** Your objective **
Leaving out the pictures, retype all the material exactly.

"""

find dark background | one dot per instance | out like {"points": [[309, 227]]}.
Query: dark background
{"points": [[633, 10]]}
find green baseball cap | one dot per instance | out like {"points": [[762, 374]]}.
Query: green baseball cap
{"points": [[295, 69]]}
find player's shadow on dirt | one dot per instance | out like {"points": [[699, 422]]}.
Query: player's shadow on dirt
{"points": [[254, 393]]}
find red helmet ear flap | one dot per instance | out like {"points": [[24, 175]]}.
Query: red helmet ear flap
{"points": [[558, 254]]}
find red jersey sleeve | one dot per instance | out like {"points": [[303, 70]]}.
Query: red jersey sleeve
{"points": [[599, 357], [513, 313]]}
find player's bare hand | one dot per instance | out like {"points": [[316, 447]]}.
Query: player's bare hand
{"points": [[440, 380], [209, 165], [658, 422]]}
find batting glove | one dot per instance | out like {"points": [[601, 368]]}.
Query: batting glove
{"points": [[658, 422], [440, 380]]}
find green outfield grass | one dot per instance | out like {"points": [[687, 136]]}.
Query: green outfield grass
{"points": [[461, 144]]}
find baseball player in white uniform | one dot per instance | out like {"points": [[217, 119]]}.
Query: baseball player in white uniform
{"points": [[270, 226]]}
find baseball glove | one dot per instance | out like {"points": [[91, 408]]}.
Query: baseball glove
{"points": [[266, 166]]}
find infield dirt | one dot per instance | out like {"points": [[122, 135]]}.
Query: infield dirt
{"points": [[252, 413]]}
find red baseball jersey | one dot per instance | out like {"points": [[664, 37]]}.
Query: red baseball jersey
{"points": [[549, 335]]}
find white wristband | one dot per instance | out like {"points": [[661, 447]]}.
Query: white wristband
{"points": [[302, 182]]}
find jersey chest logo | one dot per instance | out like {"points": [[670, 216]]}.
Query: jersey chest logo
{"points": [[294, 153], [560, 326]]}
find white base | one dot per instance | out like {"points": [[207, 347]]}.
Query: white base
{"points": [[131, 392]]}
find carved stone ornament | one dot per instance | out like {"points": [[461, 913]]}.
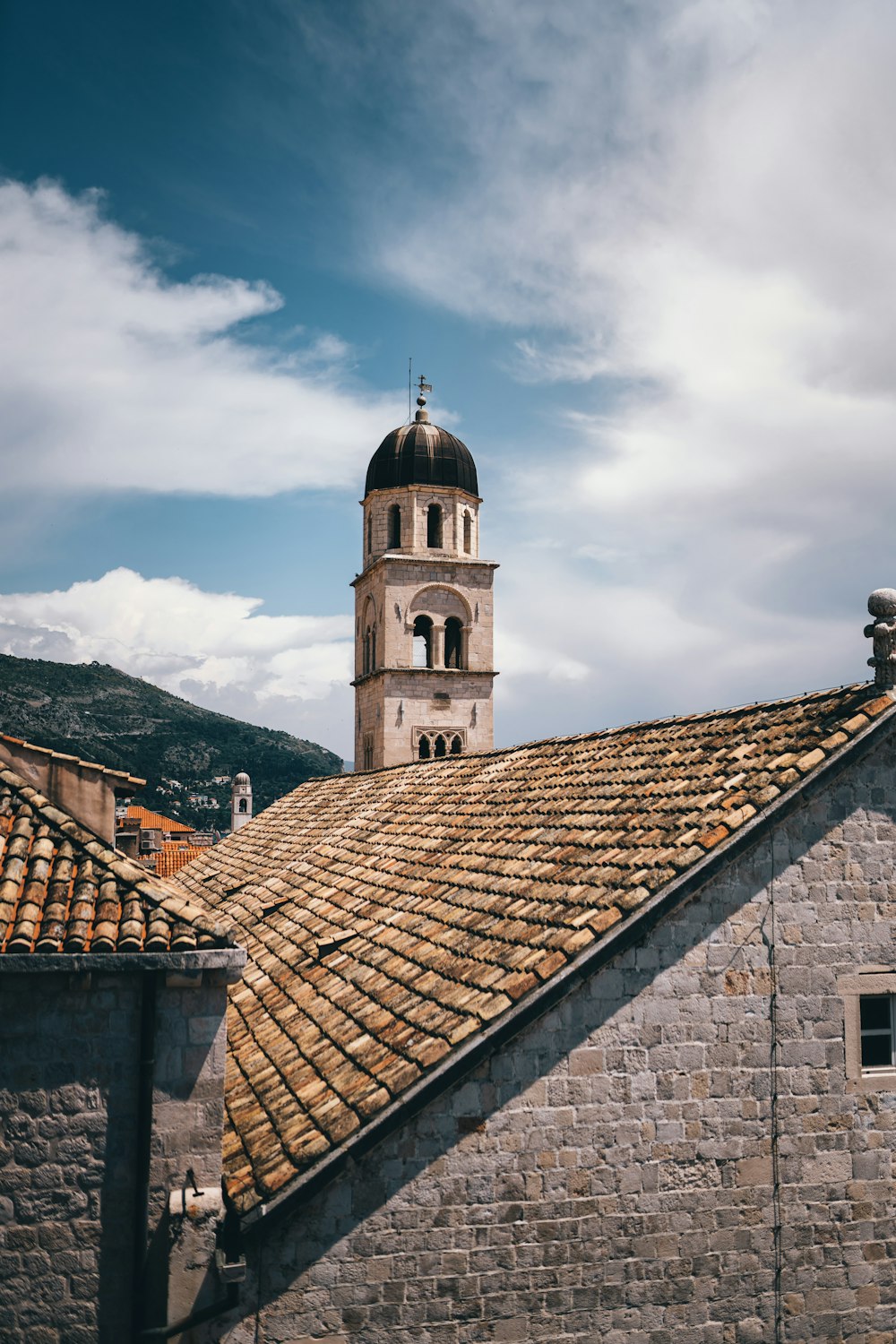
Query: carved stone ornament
{"points": [[882, 605]]}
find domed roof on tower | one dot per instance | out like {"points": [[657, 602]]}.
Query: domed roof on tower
{"points": [[421, 454]]}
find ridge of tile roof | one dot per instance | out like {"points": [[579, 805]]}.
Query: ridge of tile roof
{"points": [[85, 765], [65, 890], [392, 917], [156, 820]]}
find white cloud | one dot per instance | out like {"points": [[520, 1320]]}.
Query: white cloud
{"points": [[212, 648], [115, 378], [692, 207]]}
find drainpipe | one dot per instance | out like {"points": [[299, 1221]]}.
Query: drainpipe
{"points": [[230, 1265], [144, 1142], [204, 1314]]}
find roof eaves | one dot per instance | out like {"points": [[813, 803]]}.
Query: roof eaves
{"points": [[458, 1062], [158, 892], [86, 765]]}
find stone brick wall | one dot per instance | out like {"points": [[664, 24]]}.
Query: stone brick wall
{"points": [[67, 1109], [69, 1062], [608, 1175]]}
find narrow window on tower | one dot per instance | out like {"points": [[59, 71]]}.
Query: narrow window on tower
{"points": [[877, 1031], [422, 642], [435, 527], [452, 629]]}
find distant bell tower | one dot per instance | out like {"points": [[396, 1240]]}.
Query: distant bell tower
{"points": [[424, 660], [241, 801]]}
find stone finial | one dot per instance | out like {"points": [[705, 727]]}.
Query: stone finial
{"points": [[882, 605]]}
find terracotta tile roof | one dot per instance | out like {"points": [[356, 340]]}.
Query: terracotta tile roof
{"points": [[392, 916], [174, 857], [156, 822], [64, 890]]}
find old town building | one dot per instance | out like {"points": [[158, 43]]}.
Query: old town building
{"points": [[424, 616], [586, 1039]]}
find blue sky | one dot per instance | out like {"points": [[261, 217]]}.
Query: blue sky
{"points": [[642, 250]]}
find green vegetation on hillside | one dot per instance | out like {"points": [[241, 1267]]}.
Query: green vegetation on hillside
{"points": [[93, 711]]}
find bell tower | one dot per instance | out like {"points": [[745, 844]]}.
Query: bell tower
{"points": [[424, 616]]}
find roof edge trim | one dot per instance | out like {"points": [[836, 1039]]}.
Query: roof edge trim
{"points": [[501, 1030], [228, 960]]}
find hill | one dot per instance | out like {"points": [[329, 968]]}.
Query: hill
{"points": [[99, 714]]}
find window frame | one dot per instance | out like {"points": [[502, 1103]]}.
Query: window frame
{"points": [[874, 983]]}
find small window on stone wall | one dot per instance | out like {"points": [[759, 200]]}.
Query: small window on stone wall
{"points": [[435, 526], [452, 642], [877, 1032], [869, 1021]]}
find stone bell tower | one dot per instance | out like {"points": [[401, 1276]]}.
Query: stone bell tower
{"points": [[424, 661]]}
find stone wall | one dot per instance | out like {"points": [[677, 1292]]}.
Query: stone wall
{"points": [[69, 1064], [67, 1109], [608, 1175]]}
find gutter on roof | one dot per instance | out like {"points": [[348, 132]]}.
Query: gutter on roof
{"points": [[462, 1061]]}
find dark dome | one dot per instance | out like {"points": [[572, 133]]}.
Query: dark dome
{"points": [[421, 454]]}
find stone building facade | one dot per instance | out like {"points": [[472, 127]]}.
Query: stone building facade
{"points": [[424, 609], [683, 1147], [113, 1000]]}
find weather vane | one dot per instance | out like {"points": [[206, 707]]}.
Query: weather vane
{"points": [[424, 387]]}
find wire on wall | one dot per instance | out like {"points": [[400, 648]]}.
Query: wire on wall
{"points": [[769, 930]]}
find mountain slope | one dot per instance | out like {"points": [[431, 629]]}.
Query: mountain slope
{"points": [[99, 714]]}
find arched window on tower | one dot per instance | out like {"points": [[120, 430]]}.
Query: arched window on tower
{"points": [[422, 642], [452, 642], [435, 526]]}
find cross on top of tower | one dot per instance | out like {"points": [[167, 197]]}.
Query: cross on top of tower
{"points": [[421, 401]]}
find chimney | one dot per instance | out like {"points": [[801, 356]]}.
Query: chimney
{"points": [[882, 605]]}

"""

** Output of the task **
find dark background | one dot per instance | out like {"points": [[309, 227]]}.
Query: dark background
{"points": [[633, 10]]}
find green baseball cap | one dot per instance | out like {"points": [[762, 374]]}.
Query: green baseball cap
{"points": [[295, 69]]}
find player's shadow on dirt | one dot per instance | out like {"points": [[699, 422]]}.
Query: player's shadow on dirt
{"points": [[254, 393]]}
find red helmet ear flap | one dot per instance | out like {"points": [[24, 175]]}.
Query: red helmet ear flap
{"points": [[558, 254]]}
find red jersey sleeve | one dot per instance | out like {"points": [[303, 70]]}.
Query: red jersey sleeve
{"points": [[599, 357], [513, 313]]}
find player's bare hand | one dot per instance | out like {"points": [[316, 447]]}.
Query: player's bare hand
{"points": [[440, 380], [209, 165], [658, 422]]}
find batting glove | one dot per instance | out like {"points": [[601, 368]]}.
Query: batting glove
{"points": [[658, 422], [440, 380]]}
find green outfield grass | one dot per instance | out like {"points": [[687, 136]]}.
Query: green outfield grass
{"points": [[461, 144]]}
find baseball player in white uniform | one dot per instance | out like {"points": [[217, 119]]}.
Query: baseball player in white uniform
{"points": [[270, 226]]}
find baseball glove | one dot per instance | out like {"points": [[91, 408]]}.
Query: baseball glove
{"points": [[266, 166]]}
find infield dirt | one dot per instance | out like {"points": [[122, 135]]}.
Query: infield dirt
{"points": [[252, 413]]}
find red baseball jersey | one dot per instance | out like {"points": [[664, 37]]}.
Query: red baseball jersey
{"points": [[549, 335]]}
find white wristband | one dot per instance | out like {"points": [[661, 447]]}.
Query: white wristband
{"points": [[302, 182]]}
find jersey chest logo | one dot per instance | out like {"points": [[670, 216]]}.
Query: jersey chest logo
{"points": [[294, 153], [560, 326]]}
find white base | one dot per instance | out like {"points": [[207, 347]]}.
Query: white base
{"points": [[131, 392]]}
find carved stone ornament | one dot per instance | out like {"points": [[461, 913]]}.
Query: carved stone ornament
{"points": [[882, 605]]}
find domed roof on tower | one dot per instance | out like {"points": [[657, 602]]}.
Query: domed roof on tower
{"points": [[421, 454]]}
find ridge of tile roof | one dot per instance | out like {"points": [[579, 805]]}.
Query: ridge of tile roof
{"points": [[85, 765], [65, 890], [392, 917], [156, 820]]}
find white cloud | one dot per instance | out like {"points": [[520, 1320]]}.
Query: white cloud
{"points": [[212, 648], [115, 378], [692, 207]]}
find drainpipe | one dot per instance | out like {"points": [[299, 1221]]}.
Query: drainpipe
{"points": [[230, 1265], [144, 1142], [204, 1314]]}
find roof eaves | one dot per instance | out like {"points": [[813, 803]]}.
Query: roof eaves
{"points": [[458, 1062], [158, 892], [86, 765]]}
find stone brick wall | one dot per instance | out like {"points": [[664, 24]]}.
Query: stone brick wall
{"points": [[67, 1109], [69, 1062], [608, 1175]]}
find narrow window on tower | one dot per instance | out like {"points": [[59, 71]]}.
Query: narrow window on tower
{"points": [[877, 1031], [422, 642], [435, 527], [452, 629]]}
find distant bell tower | one dot per instance | out like {"points": [[396, 1240]]}.
Query: distant bell tower
{"points": [[424, 660], [241, 801]]}
find stone finial | one dot per instance | out like {"points": [[705, 727]]}.
Query: stone finial
{"points": [[882, 605]]}
find terracotta tile roof | one dot per instance | out like {"points": [[356, 340]]}.
Query: terracotta tile roof
{"points": [[392, 916], [174, 857], [156, 822], [64, 890]]}
find old town building | one dot per instance | out like {"points": [[158, 43]]}.
Query: old town building
{"points": [[424, 616], [586, 1039]]}
find blue sky | one dot per instance | out like {"points": [[261, 217]]}.
Query: blue sky
{"points": [[642, 250]]}
find green vegetation on hillside | one dot per instance | out like {"points": [[241, 1267]]}.
Query: green vegetation on hillside
{"points": [[93, 711]]}
find bell tower | one dot per instance | out like {"points": [[745, 844]]}.
Query: bell tower
{"points": [[424, 616]]}
find roof edge trim | one dot per instance | out like {"points": [[836, 1039]]}.
Query: roof edge trim
{"points": [[501, 1030], [228, 960]]}
find hill | one dot per instance | out like {"points": [[329, 968]]}.
Query: hill
{"points": [[99, 714]]}
find window frame | one dot per instance | out like {"points": [[502, 1103]]}.
Query: window frame
{"points": [[874, 983]]}
find small window on stone wall | one dot per instance | out like {"points": [[759, 200]]}.
Query: small window on stone wall
{"points": [[435, 526], [452, 642], [877, 1032], [869, 1021]]}
find stone bell tower | one dot per instance | out like {"points": [[401, 1276]]}.
Query: stone bell tower
{"points": [[424, 661]]}
find stone wall | one dot per instance | out like {"points": [[677, 1292]]}.
Query: stone wall
{"points": [[69, 1064], [67, 1109], [608, 1175]]}
find gutter on roof | one dot per instance | out like {"points": [[348, 132]]}.
Query: gutter on roof
{"points": [[462, 1061]]}
find dark dome | one dot per instance | out like {"points": [[572, 133]]}.
Query: dark dome
{"points": [[421, 454]]}
find stone building facade | one dot per instance | out like {"points": [[472, 127]]}.
Query: stone building facade
{"points": [[424, 609], [683, 1147], [113, 1000]]}
find weather vane | one dot per instance | out like {"points": [[206, 707]]}.
Query: weather vane
{"points": [[424, 387]]}
find wire on wall | one dot per instance | out like {"points": [[400, 648]]}.
Query: wire on wall
{"points": [[769, 930]]}
find mountain slope | one dot per instance | out like {"points": [[431, 629]]}.
Query: mountain slope
{"points": [[99, 714]]}
find arched window on tower | one dot per instance | out like {"points": [[120, 430]]}.
Query: arched window on tower
{"points": [[422, 642], [452, 642], [435, 526]]}
find cross on top of tower | one dot per instance | out like {"points": [[167, 197]]}.
Query: cross on top of tower
{"points": [[421, 401]]}
find chimney | one dot per instance | out like {"points": [[801, 356]]}.
Query: chimney
{"points": [[882, 605]]}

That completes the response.